» **Work order**:
Pick up the article on Uganda's Ebola outbreak from the point where it stops.

Uganda’s president, Yoweri Museveni Monday warned against physical contact after a victim of a deadly outbreak of the Ebola virus was reported in the capital Kampala for the first time. “The Ministry of Health are tracing all the people who have had contact with the victims,” Yoweri Museveni said in a state broadcast, adding that 14 people had died in total since Ebola broke out in western Uganda three weeks ago.
Two cases have since been reported in the capital, with one victim reported dead in Kampala’s Mulago Hospital, he said, calling on people not to shake hands to avoid the spread of the killer virus. “Ebola spreads by contact when you contact each other physically, avoid shaking of hands, because that can cause contact through sweat, which can cause problems,” Museveni said.
“Do not take on burying somebody who has died from symptoms that look like Ebola — instead call health workers because they know how to do it, avoid promiscuity because this sickness can also go through sex,” he added. Seven doctors and 13 health workers at Mulago hospital are in quarantine after “at least one or two cases” were taken there, with one later dying from the virus.

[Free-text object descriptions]

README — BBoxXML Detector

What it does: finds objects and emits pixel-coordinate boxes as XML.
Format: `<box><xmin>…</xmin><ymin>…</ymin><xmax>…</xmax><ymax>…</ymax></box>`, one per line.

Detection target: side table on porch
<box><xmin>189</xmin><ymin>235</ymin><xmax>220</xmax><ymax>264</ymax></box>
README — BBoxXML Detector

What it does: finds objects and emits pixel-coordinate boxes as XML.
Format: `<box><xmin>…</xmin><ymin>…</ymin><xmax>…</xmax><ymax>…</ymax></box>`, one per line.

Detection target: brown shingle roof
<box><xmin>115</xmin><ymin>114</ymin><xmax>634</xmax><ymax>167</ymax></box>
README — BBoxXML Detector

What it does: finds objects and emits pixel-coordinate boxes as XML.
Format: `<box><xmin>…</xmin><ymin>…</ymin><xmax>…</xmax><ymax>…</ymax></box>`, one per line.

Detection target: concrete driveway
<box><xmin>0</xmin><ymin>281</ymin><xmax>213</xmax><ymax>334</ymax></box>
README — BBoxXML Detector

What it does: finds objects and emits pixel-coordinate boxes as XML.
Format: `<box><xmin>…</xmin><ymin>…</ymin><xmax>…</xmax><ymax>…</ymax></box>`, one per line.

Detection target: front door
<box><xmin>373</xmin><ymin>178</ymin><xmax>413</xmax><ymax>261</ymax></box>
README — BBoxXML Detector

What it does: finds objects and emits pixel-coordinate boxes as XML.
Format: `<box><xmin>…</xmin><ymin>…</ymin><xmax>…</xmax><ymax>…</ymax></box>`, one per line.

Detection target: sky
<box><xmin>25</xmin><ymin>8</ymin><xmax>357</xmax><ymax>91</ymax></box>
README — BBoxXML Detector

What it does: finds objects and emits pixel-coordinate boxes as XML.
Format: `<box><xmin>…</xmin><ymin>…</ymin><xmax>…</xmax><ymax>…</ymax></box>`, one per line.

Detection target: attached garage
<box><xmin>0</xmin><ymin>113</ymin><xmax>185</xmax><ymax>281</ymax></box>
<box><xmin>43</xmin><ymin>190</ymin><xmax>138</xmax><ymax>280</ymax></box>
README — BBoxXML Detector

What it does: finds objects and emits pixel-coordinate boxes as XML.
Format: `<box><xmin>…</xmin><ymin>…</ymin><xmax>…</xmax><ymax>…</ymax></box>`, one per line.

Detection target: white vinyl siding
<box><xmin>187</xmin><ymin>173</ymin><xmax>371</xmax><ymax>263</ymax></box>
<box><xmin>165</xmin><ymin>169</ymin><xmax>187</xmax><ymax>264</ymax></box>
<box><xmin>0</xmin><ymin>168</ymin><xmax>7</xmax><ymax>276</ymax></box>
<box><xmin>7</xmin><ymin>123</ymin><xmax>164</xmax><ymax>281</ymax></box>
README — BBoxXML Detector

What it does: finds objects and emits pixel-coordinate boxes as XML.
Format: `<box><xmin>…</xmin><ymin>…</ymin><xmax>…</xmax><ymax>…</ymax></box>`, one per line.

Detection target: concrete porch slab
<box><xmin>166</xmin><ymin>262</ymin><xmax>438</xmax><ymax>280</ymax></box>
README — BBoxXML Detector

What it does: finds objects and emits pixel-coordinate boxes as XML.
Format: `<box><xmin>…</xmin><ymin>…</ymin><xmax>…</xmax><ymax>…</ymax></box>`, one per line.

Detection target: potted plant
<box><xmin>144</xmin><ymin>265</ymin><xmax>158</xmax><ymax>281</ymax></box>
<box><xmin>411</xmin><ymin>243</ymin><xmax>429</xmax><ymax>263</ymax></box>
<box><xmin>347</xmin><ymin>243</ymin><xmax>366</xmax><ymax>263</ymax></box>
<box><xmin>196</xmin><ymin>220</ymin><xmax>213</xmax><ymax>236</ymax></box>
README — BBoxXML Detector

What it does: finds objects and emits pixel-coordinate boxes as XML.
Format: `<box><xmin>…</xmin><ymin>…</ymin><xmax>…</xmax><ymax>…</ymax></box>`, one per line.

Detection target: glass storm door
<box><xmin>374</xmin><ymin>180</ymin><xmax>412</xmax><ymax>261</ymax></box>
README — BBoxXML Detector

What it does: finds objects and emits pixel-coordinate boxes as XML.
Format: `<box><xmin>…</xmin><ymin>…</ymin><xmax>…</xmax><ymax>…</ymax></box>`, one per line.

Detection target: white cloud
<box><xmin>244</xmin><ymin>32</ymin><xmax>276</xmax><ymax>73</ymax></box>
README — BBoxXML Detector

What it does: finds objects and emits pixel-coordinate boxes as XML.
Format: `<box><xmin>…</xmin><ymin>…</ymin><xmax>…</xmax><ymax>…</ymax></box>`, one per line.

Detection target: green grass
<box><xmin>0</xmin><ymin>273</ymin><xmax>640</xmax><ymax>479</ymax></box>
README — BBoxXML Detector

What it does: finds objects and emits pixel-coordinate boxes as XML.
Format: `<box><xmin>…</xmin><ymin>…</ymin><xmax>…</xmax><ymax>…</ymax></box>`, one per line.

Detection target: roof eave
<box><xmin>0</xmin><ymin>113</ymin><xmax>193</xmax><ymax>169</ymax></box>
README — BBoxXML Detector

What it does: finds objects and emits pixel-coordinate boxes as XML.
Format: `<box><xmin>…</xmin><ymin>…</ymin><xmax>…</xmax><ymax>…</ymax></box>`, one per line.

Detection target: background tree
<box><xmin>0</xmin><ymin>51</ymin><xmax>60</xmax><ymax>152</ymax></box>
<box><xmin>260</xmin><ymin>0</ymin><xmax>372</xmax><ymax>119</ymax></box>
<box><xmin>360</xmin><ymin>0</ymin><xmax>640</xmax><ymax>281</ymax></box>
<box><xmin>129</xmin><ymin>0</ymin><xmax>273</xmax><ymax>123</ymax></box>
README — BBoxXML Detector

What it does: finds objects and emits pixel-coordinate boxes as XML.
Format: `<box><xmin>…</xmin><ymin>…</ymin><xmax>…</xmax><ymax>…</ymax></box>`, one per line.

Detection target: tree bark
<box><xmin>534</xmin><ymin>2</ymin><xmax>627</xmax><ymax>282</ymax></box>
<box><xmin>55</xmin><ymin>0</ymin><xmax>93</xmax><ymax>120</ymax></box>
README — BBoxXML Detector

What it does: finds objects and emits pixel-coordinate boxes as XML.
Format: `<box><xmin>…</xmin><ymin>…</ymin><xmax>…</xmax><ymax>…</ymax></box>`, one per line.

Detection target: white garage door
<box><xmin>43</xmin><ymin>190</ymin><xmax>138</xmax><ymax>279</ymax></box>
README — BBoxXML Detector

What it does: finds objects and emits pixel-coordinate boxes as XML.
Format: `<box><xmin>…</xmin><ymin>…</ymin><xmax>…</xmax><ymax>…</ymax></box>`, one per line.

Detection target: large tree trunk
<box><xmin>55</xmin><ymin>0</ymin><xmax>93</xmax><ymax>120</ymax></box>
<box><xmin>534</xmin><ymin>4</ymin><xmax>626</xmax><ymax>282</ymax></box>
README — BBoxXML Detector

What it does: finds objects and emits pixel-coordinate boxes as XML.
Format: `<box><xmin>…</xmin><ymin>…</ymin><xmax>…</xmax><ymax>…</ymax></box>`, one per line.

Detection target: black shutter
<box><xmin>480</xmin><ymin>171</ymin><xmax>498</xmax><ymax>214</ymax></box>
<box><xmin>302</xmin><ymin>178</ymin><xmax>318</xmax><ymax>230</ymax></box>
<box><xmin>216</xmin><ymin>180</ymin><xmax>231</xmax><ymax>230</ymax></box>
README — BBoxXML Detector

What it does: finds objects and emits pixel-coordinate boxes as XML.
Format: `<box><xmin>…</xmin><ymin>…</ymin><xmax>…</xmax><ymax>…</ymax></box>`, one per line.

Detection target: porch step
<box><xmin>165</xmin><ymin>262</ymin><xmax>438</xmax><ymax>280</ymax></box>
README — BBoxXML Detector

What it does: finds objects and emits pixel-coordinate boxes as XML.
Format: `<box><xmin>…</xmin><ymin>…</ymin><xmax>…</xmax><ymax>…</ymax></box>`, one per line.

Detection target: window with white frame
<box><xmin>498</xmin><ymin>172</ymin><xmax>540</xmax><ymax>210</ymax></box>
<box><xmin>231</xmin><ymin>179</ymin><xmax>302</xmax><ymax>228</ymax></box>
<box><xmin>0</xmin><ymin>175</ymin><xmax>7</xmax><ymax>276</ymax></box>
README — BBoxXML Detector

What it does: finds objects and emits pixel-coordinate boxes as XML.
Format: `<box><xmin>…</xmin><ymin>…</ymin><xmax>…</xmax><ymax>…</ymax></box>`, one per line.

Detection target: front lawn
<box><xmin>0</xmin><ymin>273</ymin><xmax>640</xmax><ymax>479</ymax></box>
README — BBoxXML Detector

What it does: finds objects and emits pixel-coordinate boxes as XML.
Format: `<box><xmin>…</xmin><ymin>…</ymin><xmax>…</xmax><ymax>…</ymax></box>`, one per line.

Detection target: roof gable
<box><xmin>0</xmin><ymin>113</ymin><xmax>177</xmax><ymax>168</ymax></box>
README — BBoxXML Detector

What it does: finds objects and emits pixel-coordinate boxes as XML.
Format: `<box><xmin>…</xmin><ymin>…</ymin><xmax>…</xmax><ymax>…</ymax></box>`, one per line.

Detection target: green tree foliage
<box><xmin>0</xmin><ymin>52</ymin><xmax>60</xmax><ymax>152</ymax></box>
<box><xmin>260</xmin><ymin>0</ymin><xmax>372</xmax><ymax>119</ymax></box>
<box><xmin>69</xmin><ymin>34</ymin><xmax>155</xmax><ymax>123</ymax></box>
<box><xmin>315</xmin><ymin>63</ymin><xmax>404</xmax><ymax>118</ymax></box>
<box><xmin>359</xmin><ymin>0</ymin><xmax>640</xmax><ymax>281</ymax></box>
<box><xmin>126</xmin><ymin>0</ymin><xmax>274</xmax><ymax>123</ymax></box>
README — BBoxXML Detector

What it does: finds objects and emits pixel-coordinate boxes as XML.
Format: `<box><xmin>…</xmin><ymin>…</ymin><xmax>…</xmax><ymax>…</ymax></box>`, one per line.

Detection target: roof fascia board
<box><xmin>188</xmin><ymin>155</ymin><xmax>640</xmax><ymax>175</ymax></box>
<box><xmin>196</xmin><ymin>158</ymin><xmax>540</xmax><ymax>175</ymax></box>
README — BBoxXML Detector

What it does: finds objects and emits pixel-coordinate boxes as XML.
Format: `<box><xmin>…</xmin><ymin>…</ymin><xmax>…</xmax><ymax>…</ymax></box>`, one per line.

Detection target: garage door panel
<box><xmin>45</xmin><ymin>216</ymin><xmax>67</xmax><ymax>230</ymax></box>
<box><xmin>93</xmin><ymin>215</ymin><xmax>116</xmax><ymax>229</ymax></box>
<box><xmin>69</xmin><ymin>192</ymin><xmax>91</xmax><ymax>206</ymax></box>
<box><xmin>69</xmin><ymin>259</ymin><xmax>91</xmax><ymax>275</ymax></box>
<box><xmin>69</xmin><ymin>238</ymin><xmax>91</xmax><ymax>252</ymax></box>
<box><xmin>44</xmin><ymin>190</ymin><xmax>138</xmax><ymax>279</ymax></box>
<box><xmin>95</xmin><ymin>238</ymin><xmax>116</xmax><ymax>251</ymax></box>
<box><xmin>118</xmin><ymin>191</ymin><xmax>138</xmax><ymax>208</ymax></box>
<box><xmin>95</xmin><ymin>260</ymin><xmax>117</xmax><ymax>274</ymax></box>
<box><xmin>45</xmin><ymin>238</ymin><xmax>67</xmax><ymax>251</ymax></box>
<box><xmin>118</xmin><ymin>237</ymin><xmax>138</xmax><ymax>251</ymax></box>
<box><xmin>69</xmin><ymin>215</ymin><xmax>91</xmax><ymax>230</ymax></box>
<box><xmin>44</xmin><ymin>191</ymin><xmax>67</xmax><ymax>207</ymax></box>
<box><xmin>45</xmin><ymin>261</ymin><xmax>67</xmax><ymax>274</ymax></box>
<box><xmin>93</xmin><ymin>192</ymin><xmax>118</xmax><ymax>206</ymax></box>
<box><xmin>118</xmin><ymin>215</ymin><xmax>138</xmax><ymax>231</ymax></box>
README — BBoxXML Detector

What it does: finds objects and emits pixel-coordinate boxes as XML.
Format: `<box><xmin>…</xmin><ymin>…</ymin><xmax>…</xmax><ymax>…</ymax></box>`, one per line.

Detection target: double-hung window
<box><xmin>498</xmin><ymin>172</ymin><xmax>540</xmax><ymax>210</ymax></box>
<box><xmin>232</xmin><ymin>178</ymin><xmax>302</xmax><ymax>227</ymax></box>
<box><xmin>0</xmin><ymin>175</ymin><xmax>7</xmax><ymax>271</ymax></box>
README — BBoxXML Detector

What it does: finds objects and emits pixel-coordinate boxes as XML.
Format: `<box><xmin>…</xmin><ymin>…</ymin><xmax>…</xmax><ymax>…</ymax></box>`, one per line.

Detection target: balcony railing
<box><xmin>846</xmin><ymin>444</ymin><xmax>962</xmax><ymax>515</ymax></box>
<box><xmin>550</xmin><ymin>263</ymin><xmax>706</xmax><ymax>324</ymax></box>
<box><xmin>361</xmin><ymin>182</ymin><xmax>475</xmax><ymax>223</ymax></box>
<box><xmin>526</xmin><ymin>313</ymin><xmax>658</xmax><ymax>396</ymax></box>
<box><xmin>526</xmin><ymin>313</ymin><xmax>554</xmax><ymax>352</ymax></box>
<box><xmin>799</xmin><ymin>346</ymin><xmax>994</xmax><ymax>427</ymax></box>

» **Answer below**:
According to experts, despite being extremely virulent, the disease is containable because it kills its victims faster than it can spread to new ones. It has a fatality ratio of between 23% – 90%, according to the World Health Organisation (WHO).
The latest outbreak started in Uganda’s western Kibale district, around 200 kilometres (125 miles) west of the Kampala, and around 50 kilometres from the border with Democratic Republic of Congo. The nearest death previously had been in May 2011 in Bombo, some 35 kilometres (21 miles) from Kampala, a city of some 1.5 million people.
“The bleeding which normally accompanies Ebola did not take place initially among these patients,” he said, adding that health workers at first did not therefore realise what the problem was. “Because of that delay the sickness spread.” Ebola is characterised by the sudden onset of fever, intense weakness, muscle pain, headache and sore throat, often followed by vomiting, diarrhoea and in some cases, both internal and external bleeding, according to the WHO.